§ **Exercise**: Can you rewrite the records from the start through the line containing "point(270, 158)", requests included, offsetting every coordinate in the answers by 84 and leaving out the pictures?
-------- Material provided
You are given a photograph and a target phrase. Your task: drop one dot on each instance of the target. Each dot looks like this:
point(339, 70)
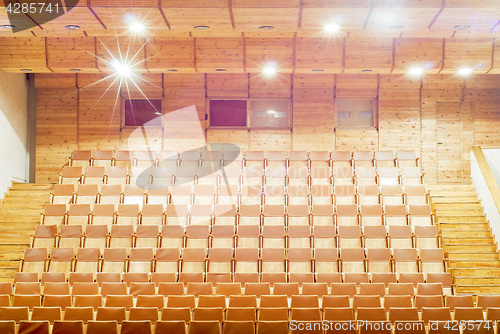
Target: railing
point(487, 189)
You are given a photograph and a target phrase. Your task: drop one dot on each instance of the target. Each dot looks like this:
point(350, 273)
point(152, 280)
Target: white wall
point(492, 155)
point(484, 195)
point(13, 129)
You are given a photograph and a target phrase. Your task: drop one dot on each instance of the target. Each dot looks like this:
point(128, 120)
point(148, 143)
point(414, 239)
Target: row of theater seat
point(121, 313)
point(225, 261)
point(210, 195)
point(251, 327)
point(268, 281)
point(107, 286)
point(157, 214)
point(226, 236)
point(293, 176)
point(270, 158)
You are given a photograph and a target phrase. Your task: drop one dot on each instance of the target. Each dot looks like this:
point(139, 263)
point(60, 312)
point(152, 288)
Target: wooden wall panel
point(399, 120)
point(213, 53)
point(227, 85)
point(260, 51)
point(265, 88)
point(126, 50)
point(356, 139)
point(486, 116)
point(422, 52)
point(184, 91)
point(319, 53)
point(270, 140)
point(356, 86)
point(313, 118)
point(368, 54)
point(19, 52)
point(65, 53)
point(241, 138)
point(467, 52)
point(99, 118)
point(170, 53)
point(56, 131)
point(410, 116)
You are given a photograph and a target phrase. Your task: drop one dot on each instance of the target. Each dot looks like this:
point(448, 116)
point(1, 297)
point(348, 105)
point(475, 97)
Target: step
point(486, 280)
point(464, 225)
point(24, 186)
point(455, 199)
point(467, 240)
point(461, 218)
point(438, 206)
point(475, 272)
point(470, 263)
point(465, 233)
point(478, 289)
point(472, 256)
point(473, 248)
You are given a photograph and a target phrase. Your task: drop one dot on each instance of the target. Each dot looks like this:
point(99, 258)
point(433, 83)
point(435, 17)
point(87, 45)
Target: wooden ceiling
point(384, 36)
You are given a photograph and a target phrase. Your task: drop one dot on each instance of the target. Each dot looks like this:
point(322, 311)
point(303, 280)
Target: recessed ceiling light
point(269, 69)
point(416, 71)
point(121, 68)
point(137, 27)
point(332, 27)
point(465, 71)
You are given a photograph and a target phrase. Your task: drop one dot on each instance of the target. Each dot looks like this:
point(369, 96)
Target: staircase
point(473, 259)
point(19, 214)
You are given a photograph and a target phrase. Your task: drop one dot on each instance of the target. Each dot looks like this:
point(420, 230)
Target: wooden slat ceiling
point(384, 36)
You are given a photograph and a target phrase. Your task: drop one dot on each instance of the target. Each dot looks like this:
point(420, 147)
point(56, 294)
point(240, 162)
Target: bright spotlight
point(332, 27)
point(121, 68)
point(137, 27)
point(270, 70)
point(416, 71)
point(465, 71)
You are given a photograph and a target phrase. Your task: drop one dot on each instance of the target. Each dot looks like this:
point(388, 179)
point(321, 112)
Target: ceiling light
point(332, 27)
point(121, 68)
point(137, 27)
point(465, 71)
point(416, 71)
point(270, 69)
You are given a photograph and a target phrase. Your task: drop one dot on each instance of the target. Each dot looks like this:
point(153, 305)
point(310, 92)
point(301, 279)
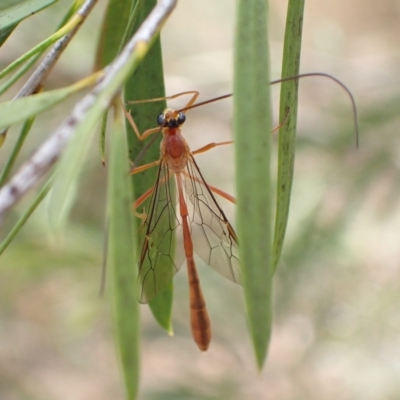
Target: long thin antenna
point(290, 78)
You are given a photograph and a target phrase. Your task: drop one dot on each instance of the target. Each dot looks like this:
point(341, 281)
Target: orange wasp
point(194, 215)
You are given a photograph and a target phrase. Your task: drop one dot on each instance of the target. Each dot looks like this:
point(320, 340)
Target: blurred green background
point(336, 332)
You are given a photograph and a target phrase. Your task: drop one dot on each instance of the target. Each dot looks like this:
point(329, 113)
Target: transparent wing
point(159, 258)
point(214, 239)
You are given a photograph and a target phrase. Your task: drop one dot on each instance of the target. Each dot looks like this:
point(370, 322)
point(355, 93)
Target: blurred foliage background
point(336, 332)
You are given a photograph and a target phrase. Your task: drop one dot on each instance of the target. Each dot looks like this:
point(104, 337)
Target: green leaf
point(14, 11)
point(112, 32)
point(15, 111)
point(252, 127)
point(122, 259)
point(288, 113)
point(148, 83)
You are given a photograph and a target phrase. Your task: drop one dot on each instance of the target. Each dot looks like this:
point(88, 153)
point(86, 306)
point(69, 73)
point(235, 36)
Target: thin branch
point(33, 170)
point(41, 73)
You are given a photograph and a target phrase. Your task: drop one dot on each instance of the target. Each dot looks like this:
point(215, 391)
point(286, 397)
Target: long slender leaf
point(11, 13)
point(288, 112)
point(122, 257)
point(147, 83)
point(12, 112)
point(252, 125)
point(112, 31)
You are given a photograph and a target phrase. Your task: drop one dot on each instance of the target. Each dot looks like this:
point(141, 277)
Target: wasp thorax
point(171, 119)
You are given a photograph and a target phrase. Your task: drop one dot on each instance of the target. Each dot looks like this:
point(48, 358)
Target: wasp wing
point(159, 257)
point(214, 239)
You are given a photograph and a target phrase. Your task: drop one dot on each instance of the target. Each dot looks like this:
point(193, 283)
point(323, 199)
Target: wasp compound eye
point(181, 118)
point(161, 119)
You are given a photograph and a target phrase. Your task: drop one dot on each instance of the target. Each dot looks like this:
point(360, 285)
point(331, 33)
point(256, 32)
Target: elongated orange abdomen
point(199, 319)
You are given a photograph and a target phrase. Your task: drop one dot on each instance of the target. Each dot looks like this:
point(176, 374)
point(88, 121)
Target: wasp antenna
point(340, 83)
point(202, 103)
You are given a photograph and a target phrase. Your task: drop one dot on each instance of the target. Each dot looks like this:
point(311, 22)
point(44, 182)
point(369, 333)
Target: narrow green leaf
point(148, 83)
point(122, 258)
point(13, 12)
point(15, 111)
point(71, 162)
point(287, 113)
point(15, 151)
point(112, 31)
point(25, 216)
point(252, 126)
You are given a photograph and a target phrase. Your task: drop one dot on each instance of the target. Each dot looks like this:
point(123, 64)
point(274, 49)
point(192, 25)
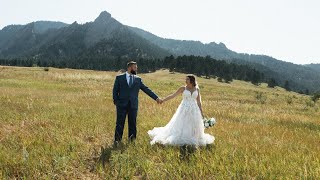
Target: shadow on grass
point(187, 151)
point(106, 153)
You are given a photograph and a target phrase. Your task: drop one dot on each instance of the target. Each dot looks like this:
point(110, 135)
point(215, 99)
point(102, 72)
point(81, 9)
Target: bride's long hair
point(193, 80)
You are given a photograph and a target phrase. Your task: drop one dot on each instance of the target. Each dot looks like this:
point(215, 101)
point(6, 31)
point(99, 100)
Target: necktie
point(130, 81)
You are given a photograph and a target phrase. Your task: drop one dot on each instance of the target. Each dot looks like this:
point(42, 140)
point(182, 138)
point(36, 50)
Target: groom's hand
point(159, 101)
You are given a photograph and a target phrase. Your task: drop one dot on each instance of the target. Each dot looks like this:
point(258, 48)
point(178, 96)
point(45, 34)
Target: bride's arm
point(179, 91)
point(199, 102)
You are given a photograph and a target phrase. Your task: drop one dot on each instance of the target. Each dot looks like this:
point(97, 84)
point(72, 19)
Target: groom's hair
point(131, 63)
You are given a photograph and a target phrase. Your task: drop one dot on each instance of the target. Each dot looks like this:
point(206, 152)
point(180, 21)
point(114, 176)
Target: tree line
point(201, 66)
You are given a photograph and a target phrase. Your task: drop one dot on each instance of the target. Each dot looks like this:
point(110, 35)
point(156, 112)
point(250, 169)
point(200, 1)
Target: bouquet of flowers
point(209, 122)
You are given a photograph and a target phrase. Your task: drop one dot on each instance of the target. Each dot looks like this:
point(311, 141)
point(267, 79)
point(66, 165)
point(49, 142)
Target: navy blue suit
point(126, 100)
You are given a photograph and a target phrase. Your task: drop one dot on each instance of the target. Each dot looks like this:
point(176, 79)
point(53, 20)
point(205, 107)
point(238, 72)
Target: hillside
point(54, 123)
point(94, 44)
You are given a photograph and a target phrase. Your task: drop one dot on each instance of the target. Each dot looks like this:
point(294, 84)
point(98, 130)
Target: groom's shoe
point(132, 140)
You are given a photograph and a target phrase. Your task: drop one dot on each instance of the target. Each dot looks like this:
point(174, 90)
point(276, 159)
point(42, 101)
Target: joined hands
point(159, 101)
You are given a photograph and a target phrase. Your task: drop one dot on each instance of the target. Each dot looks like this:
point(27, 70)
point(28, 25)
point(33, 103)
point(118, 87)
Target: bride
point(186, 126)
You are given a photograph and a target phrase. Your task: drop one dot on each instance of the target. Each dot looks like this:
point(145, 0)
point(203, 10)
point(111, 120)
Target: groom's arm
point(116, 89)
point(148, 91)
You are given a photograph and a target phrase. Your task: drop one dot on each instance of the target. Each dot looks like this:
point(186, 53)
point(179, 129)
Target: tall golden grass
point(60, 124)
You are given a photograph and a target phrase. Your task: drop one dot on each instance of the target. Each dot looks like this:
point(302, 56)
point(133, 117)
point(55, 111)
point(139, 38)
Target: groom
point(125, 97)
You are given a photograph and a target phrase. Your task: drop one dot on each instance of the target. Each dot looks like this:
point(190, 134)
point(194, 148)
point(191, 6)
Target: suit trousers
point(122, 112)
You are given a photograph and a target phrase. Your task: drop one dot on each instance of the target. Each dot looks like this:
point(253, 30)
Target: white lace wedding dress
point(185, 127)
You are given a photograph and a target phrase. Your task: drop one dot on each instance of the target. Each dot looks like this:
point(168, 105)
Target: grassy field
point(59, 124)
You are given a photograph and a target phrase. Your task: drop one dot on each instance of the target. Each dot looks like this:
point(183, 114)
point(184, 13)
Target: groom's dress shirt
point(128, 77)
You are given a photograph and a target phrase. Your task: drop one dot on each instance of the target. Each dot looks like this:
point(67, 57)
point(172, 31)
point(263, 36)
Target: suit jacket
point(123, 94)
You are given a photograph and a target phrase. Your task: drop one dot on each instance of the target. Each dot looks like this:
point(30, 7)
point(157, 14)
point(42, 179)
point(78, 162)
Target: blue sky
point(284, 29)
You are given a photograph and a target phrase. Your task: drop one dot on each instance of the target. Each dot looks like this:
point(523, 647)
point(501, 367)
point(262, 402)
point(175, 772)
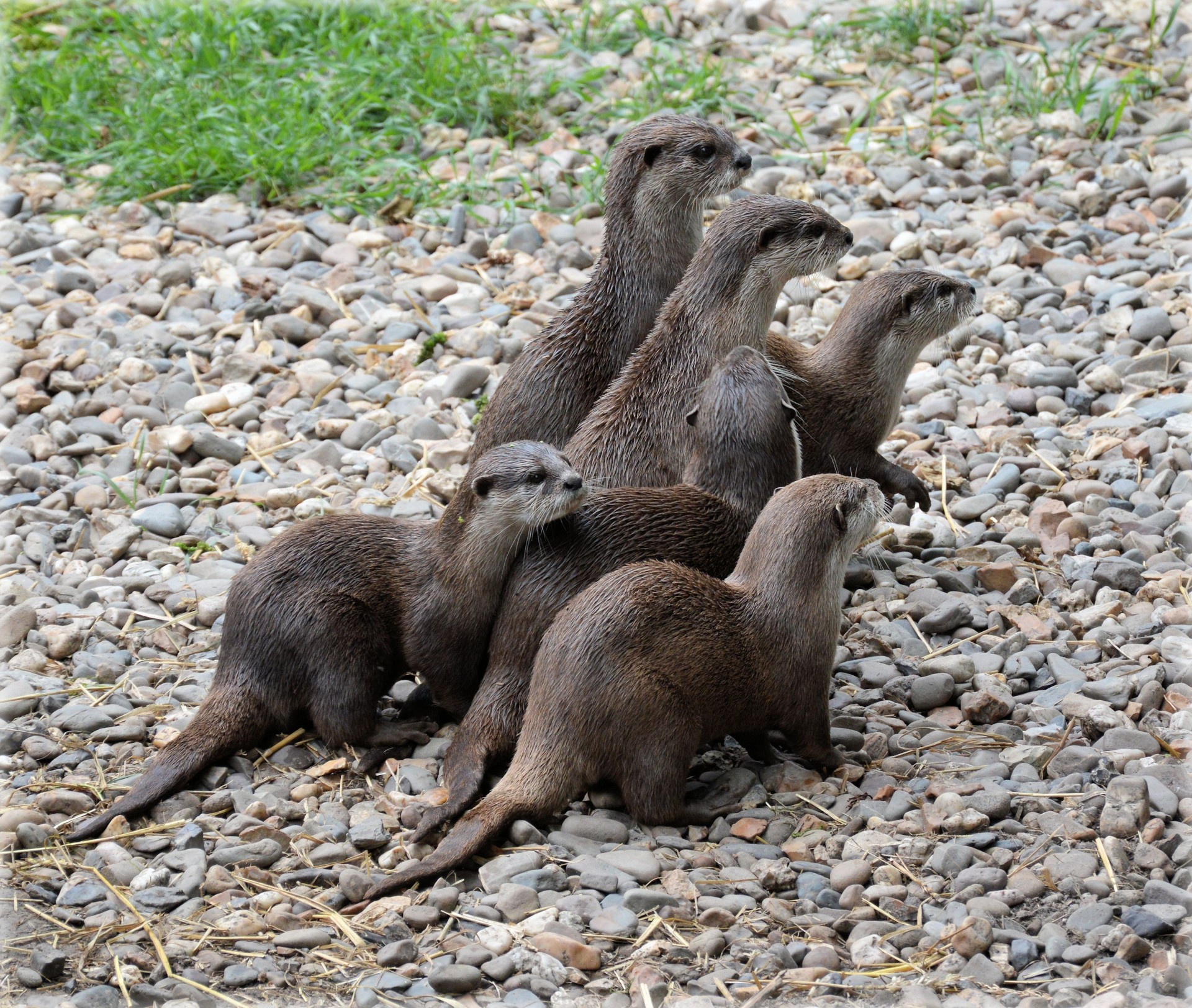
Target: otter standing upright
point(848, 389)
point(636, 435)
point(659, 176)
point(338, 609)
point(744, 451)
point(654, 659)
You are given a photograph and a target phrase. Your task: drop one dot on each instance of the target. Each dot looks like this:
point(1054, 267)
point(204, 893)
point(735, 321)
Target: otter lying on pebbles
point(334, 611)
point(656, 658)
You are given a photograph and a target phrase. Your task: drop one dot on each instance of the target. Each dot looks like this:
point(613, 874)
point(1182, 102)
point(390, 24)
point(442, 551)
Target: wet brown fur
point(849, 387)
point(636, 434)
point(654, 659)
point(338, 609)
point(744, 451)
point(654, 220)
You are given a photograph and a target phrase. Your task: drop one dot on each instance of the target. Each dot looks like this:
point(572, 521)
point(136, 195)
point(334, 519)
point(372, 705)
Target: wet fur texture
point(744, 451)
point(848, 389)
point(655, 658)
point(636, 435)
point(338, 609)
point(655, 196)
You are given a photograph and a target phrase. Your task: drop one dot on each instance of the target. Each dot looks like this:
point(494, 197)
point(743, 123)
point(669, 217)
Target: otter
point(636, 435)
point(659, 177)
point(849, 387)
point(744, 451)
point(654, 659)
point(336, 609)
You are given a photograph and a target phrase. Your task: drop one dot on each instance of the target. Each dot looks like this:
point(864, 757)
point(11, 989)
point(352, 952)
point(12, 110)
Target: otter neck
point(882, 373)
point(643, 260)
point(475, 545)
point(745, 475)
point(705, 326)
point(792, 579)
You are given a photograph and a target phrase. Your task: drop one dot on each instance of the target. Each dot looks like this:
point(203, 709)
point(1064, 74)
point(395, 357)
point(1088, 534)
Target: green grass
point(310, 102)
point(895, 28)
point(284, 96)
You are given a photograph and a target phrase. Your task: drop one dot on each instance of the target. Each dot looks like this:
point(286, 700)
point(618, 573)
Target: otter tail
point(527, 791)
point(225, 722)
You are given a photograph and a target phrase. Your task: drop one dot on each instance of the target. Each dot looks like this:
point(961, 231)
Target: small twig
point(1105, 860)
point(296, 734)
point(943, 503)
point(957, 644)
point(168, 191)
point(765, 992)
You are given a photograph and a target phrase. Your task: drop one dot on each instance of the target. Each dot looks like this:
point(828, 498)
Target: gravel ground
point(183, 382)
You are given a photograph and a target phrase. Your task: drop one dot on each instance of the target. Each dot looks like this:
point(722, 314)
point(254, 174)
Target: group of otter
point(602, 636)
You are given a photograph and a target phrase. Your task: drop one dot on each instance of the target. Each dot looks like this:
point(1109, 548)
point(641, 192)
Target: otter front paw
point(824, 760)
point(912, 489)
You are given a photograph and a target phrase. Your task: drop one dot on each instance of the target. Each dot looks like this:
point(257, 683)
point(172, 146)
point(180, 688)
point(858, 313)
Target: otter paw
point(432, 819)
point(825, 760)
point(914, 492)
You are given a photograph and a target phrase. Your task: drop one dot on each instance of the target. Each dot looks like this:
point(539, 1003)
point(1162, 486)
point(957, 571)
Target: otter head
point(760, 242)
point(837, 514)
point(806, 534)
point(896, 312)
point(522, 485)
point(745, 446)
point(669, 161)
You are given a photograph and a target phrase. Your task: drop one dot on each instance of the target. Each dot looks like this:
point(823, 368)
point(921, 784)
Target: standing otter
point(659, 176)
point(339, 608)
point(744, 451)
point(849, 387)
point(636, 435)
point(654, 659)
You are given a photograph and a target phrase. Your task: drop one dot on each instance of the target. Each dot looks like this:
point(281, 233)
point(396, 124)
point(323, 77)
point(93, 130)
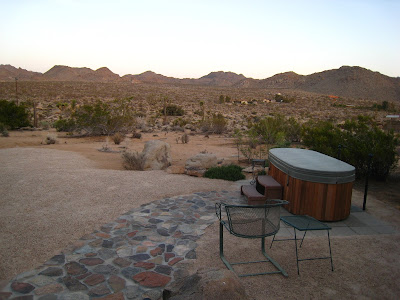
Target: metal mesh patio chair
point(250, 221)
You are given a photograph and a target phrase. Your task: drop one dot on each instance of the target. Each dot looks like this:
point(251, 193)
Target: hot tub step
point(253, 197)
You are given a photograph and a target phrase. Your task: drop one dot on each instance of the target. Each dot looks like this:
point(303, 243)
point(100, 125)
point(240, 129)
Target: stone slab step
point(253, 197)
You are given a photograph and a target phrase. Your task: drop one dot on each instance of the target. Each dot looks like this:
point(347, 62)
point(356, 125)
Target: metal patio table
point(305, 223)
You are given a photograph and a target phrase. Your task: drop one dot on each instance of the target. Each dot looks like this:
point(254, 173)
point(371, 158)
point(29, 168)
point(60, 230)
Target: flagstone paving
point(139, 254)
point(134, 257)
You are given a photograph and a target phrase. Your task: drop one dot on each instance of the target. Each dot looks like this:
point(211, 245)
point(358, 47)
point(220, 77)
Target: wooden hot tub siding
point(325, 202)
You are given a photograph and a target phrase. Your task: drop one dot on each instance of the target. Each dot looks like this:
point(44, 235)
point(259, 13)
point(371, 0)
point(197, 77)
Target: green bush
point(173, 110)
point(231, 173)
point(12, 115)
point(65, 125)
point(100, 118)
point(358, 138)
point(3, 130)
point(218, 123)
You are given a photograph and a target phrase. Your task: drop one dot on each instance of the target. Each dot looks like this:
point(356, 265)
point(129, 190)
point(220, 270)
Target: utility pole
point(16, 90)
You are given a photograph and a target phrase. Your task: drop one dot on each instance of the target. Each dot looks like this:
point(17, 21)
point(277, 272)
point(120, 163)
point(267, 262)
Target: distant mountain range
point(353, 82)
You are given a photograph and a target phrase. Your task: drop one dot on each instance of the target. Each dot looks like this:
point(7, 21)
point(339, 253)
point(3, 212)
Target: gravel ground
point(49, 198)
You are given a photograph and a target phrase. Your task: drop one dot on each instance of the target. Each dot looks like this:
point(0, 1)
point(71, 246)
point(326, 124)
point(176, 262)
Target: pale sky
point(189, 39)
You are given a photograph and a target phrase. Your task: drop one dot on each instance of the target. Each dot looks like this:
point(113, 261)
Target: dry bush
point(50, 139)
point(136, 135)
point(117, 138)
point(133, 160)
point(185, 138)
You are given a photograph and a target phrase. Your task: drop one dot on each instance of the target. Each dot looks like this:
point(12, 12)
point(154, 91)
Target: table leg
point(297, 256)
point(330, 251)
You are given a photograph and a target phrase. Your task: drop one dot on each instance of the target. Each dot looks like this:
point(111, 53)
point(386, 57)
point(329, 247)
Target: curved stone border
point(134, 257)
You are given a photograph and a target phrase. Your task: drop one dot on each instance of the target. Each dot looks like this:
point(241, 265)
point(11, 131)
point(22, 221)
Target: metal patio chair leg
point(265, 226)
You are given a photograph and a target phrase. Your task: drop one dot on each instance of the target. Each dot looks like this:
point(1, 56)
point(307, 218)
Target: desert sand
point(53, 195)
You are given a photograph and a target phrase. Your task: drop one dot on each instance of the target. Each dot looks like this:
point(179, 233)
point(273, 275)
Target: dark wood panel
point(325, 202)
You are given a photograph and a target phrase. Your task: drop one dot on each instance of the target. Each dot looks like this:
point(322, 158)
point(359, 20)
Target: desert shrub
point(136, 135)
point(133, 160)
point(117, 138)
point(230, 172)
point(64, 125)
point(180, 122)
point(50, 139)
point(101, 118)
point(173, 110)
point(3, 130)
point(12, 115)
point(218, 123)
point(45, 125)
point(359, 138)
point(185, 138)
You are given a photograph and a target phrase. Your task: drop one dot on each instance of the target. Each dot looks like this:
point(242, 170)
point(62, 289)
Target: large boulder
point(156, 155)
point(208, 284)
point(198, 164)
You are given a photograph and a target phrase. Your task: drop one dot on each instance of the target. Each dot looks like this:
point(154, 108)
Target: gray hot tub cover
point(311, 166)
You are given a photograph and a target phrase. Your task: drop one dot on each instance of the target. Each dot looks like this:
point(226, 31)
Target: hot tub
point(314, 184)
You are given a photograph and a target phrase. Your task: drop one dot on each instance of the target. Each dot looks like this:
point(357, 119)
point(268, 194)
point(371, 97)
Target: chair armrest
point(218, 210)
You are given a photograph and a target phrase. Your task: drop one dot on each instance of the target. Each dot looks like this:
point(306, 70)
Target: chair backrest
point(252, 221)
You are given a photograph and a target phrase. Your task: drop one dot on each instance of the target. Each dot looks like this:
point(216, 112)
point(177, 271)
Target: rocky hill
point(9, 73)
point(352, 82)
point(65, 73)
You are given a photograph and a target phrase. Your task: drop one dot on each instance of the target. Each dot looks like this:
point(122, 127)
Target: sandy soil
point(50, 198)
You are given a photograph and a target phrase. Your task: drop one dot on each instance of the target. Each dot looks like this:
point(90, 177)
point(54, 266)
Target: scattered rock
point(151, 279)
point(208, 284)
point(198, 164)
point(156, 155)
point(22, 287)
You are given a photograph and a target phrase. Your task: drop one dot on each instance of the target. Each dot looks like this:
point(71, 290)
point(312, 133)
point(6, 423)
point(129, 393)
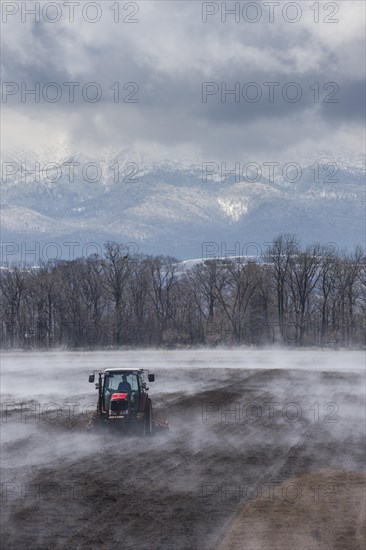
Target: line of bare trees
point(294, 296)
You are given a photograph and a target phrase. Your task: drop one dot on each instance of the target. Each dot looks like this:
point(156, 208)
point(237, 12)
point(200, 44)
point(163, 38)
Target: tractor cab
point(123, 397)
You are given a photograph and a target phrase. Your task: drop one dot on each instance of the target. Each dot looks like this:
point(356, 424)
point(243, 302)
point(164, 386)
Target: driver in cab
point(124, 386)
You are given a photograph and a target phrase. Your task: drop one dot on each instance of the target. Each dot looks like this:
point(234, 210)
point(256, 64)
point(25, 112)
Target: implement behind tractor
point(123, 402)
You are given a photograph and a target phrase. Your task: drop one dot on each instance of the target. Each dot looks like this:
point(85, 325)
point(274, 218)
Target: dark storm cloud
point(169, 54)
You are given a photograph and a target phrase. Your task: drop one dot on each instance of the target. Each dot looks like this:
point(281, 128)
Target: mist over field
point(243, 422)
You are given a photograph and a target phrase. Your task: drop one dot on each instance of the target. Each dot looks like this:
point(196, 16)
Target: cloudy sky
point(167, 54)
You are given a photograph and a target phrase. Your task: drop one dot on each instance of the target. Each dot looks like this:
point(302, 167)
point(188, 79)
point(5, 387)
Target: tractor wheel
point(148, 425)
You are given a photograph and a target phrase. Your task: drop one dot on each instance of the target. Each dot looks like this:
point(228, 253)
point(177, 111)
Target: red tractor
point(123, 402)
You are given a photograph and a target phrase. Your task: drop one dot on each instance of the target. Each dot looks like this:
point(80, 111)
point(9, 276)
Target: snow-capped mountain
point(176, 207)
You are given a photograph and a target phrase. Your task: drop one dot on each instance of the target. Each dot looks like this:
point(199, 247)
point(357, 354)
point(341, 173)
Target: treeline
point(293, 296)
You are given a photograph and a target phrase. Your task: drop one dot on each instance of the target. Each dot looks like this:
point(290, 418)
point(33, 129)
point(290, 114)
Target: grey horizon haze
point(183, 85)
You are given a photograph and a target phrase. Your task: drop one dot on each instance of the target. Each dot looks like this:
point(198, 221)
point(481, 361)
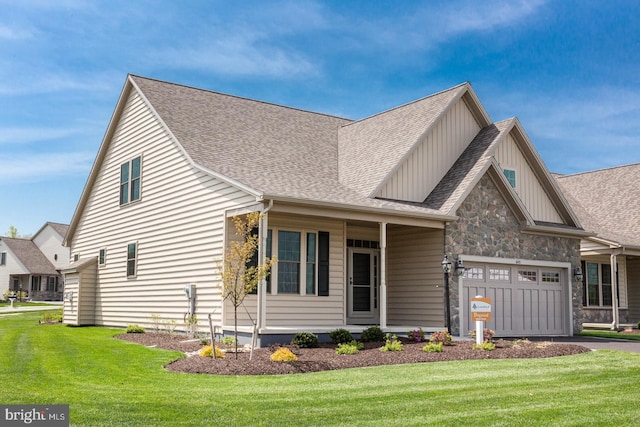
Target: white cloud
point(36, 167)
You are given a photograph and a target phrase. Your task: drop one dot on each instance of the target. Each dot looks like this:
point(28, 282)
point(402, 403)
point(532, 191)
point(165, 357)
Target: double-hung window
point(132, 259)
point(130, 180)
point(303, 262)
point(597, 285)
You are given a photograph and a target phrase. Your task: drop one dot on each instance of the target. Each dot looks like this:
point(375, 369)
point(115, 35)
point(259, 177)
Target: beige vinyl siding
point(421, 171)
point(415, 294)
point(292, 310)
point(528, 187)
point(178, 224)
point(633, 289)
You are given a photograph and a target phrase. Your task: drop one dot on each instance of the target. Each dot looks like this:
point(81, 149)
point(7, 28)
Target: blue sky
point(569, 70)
----------------
§ **Reply to the exercise**:
You are given a photograph and a target phrase. Your task: drop one dot on each instance of the target. Each dot looks like this:
point(339, 70)
Target: railing
point(571, 273)
You are given a photograph and a target phrase. Your task: drop one dot on each instance of the target. Each dot looks like this:
point(350, 273)
point(152, 280)
Target: white wall
point(576, 239)
point(568, 279)
point(97, 213)
You are given a photograph and a target phrase. Your task: drop one dot on each instance of the target. Each dot looks like this:
point(128, 120)
point(148, 143)
point(414, 239)
Target: row of theater seat
point(205, 397)
point(309, 345)
point(294, 279)
point(335, 411)
point(352, 365)
point(191, 370)
point(241, 298)
point(310, 320)
point(377, 260)
point(354, 242)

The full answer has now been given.